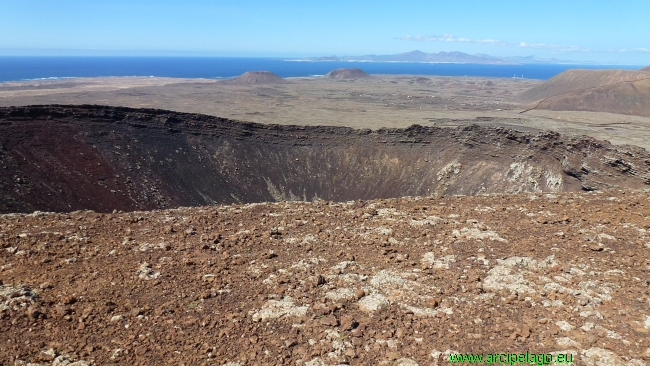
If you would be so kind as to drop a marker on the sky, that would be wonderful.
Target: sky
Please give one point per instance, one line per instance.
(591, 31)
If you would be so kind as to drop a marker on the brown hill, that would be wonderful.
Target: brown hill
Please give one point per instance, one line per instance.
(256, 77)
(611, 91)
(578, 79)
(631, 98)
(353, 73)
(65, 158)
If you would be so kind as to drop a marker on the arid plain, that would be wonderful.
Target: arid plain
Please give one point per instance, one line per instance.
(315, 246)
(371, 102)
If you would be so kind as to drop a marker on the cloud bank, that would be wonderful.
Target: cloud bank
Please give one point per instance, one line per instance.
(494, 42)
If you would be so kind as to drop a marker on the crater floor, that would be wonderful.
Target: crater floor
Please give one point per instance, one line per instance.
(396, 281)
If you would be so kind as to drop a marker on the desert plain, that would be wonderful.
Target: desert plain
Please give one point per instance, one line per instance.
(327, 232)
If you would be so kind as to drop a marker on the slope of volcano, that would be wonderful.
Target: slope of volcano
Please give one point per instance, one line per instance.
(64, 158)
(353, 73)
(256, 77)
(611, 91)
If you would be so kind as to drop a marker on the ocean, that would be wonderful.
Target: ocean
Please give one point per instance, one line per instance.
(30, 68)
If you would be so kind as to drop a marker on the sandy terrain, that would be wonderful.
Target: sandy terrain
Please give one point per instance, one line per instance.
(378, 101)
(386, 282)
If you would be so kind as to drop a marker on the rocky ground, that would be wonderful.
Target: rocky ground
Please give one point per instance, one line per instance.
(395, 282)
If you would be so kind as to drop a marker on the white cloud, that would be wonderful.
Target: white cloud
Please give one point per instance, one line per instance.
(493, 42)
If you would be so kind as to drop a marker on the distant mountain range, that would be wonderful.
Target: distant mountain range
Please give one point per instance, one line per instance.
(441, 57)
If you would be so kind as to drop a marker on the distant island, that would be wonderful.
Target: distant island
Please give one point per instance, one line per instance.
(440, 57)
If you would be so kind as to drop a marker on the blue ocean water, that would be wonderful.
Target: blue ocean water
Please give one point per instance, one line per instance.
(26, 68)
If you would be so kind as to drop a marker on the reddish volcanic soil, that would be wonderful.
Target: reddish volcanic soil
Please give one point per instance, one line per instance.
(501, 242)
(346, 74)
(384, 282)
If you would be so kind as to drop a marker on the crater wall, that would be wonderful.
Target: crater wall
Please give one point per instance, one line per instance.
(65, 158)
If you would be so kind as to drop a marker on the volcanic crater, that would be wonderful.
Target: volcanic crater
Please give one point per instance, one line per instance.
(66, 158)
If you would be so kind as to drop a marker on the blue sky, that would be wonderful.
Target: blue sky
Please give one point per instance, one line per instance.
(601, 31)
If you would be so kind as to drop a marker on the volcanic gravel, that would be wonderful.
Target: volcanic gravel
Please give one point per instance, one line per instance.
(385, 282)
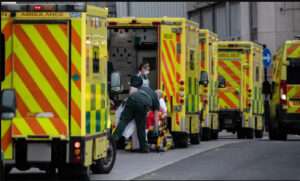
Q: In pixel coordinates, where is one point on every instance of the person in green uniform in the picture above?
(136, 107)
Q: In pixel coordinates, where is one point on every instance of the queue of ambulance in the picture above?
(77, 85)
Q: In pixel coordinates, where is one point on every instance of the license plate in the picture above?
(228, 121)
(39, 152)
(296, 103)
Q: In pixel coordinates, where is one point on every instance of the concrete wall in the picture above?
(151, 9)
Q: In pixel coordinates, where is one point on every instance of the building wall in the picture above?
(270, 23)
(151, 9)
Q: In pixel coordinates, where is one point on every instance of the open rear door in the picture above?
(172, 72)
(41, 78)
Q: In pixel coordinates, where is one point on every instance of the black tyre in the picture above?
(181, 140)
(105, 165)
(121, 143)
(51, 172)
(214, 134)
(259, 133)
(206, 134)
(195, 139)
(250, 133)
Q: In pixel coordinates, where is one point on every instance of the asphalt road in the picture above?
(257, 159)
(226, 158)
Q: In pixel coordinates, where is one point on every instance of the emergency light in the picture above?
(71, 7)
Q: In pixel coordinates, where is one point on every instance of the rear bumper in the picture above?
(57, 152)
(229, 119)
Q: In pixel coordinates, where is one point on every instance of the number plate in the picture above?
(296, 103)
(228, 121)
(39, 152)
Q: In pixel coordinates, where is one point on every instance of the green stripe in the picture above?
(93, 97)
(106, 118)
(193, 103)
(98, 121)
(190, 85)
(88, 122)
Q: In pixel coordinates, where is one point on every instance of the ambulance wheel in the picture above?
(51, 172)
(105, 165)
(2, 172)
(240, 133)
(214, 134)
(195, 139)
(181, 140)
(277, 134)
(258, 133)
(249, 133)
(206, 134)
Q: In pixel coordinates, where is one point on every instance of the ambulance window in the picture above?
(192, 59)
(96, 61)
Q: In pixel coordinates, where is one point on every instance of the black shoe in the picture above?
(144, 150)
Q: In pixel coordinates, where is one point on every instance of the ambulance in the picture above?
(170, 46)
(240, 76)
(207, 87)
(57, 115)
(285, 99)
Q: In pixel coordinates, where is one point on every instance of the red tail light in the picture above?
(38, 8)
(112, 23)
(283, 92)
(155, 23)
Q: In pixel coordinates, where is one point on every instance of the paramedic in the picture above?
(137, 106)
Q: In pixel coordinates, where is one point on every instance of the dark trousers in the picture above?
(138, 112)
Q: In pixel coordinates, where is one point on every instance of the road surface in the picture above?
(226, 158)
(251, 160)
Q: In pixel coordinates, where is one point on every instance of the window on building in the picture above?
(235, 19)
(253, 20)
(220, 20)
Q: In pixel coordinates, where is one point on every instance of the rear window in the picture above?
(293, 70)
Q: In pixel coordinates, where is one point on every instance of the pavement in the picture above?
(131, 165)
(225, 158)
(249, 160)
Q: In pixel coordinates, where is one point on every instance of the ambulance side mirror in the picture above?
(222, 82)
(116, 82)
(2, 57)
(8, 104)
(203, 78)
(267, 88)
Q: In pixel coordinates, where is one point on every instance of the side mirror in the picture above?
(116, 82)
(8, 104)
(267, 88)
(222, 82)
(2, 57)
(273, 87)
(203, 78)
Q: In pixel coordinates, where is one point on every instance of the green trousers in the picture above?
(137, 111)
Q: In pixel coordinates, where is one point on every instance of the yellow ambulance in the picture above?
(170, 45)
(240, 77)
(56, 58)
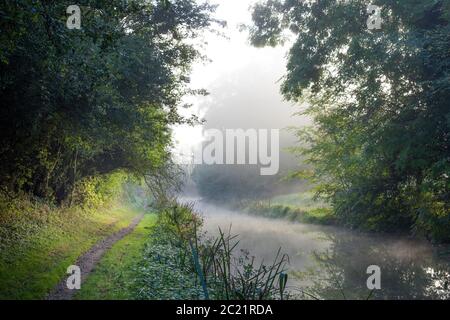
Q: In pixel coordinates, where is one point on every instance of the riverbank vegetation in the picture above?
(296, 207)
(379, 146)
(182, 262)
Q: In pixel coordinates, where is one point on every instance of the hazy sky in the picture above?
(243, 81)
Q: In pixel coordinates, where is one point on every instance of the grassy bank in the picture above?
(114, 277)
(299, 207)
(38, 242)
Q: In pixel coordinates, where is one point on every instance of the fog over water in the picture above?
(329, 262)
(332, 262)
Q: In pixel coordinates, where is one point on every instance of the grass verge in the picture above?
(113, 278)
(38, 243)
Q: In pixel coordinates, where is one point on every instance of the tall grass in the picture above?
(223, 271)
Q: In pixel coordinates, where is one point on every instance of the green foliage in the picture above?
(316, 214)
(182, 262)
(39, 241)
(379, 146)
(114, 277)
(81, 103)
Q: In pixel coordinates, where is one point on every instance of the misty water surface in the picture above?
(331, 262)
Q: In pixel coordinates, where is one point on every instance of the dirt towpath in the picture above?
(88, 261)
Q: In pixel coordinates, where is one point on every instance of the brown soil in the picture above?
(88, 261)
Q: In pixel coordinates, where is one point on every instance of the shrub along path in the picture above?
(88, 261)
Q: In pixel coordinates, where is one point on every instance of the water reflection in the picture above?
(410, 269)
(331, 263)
===============
• Assignment
Your reply should hold every line from the data that contains "plain", copied in full.

• Exercise response
If you would be so kind as to drop a marker on the arid plain, that would be wonderful.
Target: arid plain
If you would be so kind as to drop a marker on the desert plain, that would be wonderful.
Target: desert plain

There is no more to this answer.